:: Exercise requirements ::
From the line with "Q: For the photo above, point to the green" through the final line below, restate each line word for word and return nothing else.

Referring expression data
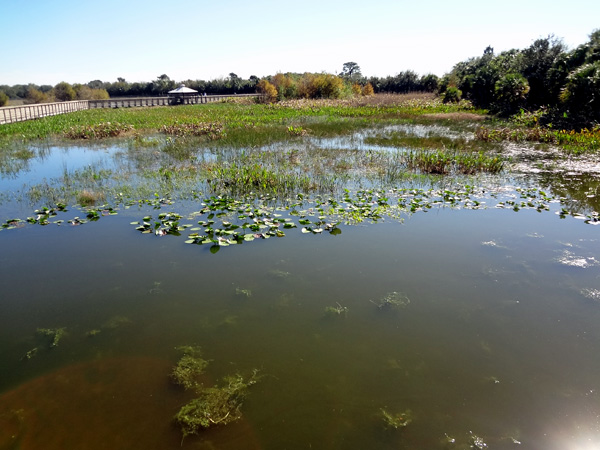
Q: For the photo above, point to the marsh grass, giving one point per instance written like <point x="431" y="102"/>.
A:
<point x="89" y="198"/>
<point x="575" y="142"/>
<point x="444" y="162"/>
<point x="88" y="124"/>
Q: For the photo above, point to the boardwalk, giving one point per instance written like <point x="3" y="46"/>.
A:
<point x="11" y="114"/>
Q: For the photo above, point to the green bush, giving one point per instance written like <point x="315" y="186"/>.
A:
<point x="452" y="95"/>
<point x="64" y="92"/>
<point x="511" y="92"/>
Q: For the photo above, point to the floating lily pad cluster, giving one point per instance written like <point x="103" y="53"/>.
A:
<point x="230" y="221"/>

:: Exercise output ::
Q: For the photo above, point to the green bush, giving one point per instance written like <point x="315" y="186"/>.
A:
<point x="452" y="95"/>
<point x="64" y="92"/>
<point x="511" y="92"/>
Q: For the photo above, point to the floating lily pad cluster, giving one point per instance written like <point x="103" y="53"/>.
A:
<point x="230" y="221"/>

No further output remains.